- Opening Delimiter -

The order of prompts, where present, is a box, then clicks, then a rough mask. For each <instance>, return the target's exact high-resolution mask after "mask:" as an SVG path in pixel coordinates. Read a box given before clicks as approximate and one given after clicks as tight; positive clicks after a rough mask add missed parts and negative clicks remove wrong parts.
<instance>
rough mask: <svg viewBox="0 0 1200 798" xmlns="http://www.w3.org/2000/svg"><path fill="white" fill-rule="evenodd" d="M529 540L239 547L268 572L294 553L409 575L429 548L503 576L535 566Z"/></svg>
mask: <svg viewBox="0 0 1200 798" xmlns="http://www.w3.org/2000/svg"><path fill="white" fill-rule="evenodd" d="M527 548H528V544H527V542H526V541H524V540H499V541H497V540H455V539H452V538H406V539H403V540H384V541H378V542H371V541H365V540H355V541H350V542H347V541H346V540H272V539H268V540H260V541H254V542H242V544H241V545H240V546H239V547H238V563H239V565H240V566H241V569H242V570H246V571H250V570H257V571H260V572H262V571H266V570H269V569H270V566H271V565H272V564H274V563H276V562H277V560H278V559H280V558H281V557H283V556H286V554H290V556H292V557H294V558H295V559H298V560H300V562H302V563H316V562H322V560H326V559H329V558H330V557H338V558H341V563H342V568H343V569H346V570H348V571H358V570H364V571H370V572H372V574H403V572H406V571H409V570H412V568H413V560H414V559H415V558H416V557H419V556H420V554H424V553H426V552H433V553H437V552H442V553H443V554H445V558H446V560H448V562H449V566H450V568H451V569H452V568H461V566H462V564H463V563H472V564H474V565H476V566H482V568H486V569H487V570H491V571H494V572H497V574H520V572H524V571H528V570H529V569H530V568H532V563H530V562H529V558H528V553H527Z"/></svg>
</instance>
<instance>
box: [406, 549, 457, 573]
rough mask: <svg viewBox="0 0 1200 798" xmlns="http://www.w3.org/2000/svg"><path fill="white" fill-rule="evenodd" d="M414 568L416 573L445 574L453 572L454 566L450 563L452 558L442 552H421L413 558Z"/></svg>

- Closing Delimiter -

Task description —
Each record above should be restated word for word.

Response area —
The order of prompts, where present, is a box, then clicks, then a rough mask. For each <instance>, return the target's exact high-resolution mask after "mask:" as an SVG path in pixel coordinates. Read a box given before clicks as approximate and one given after clicks as tight; positive clicks after a rough mask add missed parts and negative clicks remove wrong parts.
<instance>
rough mask: <svg viewBox="0 0 1200 798" xmlns="http://www.w3.org/2000/svg"><path fill="white" fill-rule="evenodd" d="M529 540L239 547L268 572L294 553L409 575L429 548L503 576L535 566Z"/></svg>
mask: <svg viewBox="0 0 1200 798" xmlns="http://www.w3.org/2000/svg"><path fill="white" fill-rule="evenodd" d="M527 548H528V544H527V542H526V541H524V540H499V541H497V540H455V539H452V538H406V539H403V540H384V541H378V542H371V541H365V540H355V541H350V542H347V541H346V540H272V539H268V540H260V541H254V542H242V544H241V545H240V546H239V547H238V563H239V565H240V566H241V569H242V570H246V571H250V570H257V571H260V572H262V571H266V570H269V569H270V566H271V565H272V564H274V563H276V562H277V560H278V559H280V558H281V557H283V556H286V554H290V556H292V557H294V558H295V559H298V560H300V562H302V563H316V562H322V560H326V559H329V558H330V557H338V558H341V563H342V568H343V569H346V570H348V571H358V570H364V571H370V572H372V574H403V572H406V571H409V570H412V568H413V560H414V559H415V558H416V557H419V556H420V554H424V553H426V552H433V553H437V552H442V553H443V554H445V558H446V560H448V562H449V566H450V568H451V569H452V568H461V566H462V564H463V563H472V564H474V565H476V566H482V568H486V569H487V570H491V571H494V572H497V574H520V572H524V571H528V570H529V569H530V568H532V563H530V562H529V558H528V553H527Z"/></svg>
</instance>
<instance>
box: [406, 549, 457, 573]
rough mask: <svg viewBox="0 0 1200 798" xmlns="http://www.w3.org/2000/svg"><path fill="white" fill-rule="evenodd" d="M414 568L416 573L445 574L453 572L454 566L450 563L452 558L442 552H421L413 558Z"/></svg>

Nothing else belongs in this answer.